─── Data for this exercise ───

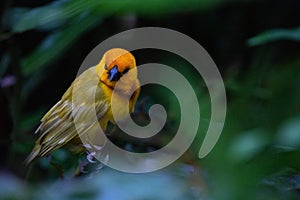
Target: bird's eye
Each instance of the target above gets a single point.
(125, 71)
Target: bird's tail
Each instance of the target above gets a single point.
(34, 153)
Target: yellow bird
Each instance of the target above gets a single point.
(57, 126)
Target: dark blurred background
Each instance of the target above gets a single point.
(254, 43)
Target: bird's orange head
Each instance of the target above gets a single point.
(115, 63)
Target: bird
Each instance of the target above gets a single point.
(57, 128)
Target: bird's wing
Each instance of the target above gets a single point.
(58, 127)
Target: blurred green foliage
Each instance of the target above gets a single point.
(255, 44)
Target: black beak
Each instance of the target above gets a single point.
(114, 74)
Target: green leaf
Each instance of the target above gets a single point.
(55, 44)
(275, 35)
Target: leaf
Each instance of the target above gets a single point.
(275, 35)
(55, 44)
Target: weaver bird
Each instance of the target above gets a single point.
(57, 126)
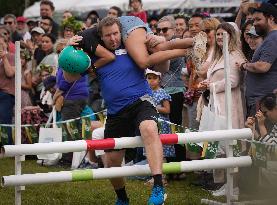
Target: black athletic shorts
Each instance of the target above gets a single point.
(126, 122)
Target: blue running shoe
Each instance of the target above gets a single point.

───

[Your instructions] Lay out the listing above as a JSON list of strings, one string per line, with blank lines left out. Cover the whole listing, but leave the pictures out of the answer.

[Completed task]
[
  "Target: bird's eye",
  "Each instance of the target above gets a single point.",
  "(125, 71)",
  "Target: bird's tail",
  "Each instance of the target above gets a single point.",
  "(34, 153)",
  "Target: yellow bird",
  "Each instance of the target above gets a single point.",
  "(57, 126)",
  "Target: dark blurred background",
  "Each instance of the target above gets a single point.",
  "(254, 43)",
  "Target: bird's orange head",
  "Each instance of the target above gets a single point.",
  "(115, 63)",
  "Target: bird",
  "Each instance of the target above gets a single point.",
  "(57, 128)",
  "Target: bird's wing",
  "Each instance of the target above gets a single point.",
  "(58, 127)",
  "Target: blurred green foliage",
  "Each instance of the target above gets a single point.",
  "(255, 44)",
  "Target: black beak",
  "Each instance of the target above gets a single point.",
  "(114, 74)",
  "Target: green leaf",
  "Each instance of the target above gets a single point.",
  "(55, 44)",
  "(275, 35)",
  "Target: leaf",
  "Each instance of the target above gets a single point.",
  "(275, 35)",
  "(55, 44)",
  "Target: weaver bird",
  "Each instance of the target above gets a single point.",
  "(57, 126)",
  "Target: black athletic shorts",
  "Each instance of the target above gets a single point.",
  "(126, 122)",
  "Target: blue running shoe",
  "Each instance of the target above gets a single point."
]